▶ [Rows of box annotation data]
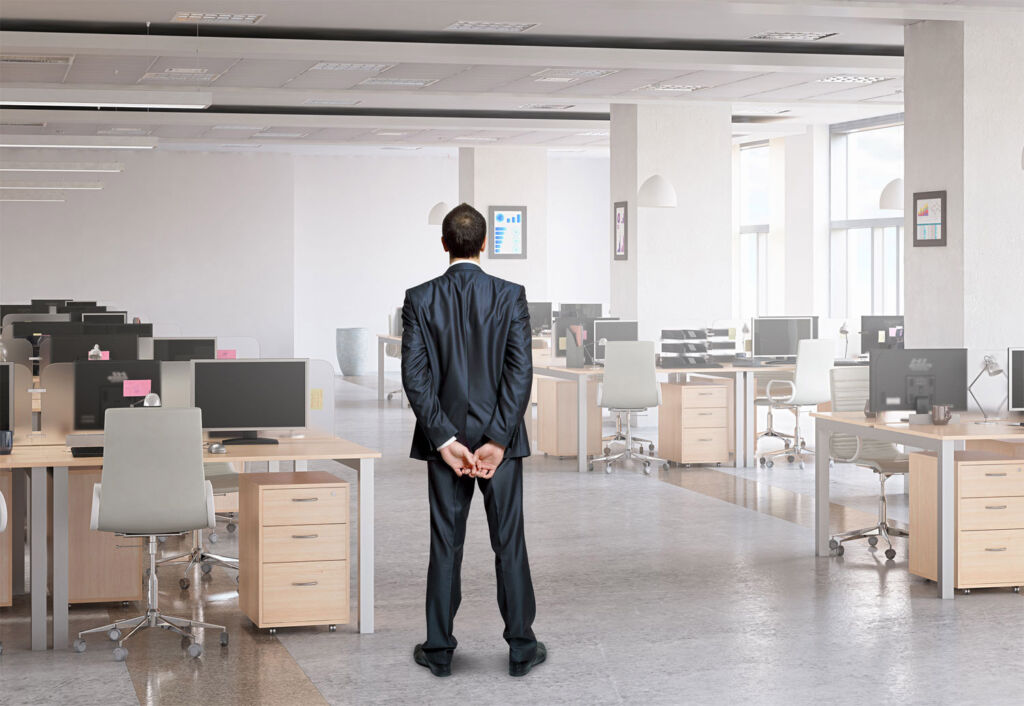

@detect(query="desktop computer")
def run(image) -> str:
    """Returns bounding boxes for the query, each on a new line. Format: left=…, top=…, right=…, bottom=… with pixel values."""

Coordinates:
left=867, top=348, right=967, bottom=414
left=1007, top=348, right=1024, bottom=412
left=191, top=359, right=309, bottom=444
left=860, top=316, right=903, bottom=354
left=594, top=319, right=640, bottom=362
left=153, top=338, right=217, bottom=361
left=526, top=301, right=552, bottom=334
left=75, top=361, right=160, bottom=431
* * *
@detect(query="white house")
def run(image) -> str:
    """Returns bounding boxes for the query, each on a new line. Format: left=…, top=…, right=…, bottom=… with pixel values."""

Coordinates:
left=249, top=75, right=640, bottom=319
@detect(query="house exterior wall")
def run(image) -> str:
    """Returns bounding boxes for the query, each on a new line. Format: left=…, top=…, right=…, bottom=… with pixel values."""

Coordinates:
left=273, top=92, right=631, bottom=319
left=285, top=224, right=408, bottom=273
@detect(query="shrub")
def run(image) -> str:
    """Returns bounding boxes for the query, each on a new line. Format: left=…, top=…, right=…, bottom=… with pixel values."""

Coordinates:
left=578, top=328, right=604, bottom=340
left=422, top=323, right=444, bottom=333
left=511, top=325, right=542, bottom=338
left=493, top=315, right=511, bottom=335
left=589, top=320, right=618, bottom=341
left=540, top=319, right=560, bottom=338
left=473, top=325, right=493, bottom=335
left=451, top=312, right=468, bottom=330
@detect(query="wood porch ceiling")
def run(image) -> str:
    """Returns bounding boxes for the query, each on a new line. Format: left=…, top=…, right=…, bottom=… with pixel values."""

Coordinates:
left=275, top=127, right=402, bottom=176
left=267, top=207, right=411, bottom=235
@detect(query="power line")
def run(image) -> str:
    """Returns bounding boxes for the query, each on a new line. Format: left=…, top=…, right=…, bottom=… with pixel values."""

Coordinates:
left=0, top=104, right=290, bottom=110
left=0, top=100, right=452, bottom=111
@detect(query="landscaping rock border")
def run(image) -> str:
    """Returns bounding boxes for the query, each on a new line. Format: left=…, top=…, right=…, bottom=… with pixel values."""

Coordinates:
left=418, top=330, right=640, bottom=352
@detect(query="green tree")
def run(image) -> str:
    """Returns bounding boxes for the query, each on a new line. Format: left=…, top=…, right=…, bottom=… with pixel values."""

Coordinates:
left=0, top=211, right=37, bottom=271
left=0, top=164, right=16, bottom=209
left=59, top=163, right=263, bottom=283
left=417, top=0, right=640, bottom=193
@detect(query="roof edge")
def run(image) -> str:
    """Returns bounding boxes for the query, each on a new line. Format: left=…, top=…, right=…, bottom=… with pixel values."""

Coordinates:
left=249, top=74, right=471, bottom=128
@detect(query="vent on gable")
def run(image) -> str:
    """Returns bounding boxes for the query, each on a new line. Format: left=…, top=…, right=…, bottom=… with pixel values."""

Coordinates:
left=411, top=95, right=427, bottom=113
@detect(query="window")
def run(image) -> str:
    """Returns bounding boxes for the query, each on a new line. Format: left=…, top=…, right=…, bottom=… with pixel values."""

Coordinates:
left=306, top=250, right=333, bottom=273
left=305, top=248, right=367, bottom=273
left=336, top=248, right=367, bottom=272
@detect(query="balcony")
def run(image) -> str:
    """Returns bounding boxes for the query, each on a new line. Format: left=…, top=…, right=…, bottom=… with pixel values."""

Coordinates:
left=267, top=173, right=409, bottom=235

▶ [GOAL OF THE EXERCISE]
How many lines of the data contain the word "house"? Give only the number.

▶ [REPLY TO THE EXERCISE]
2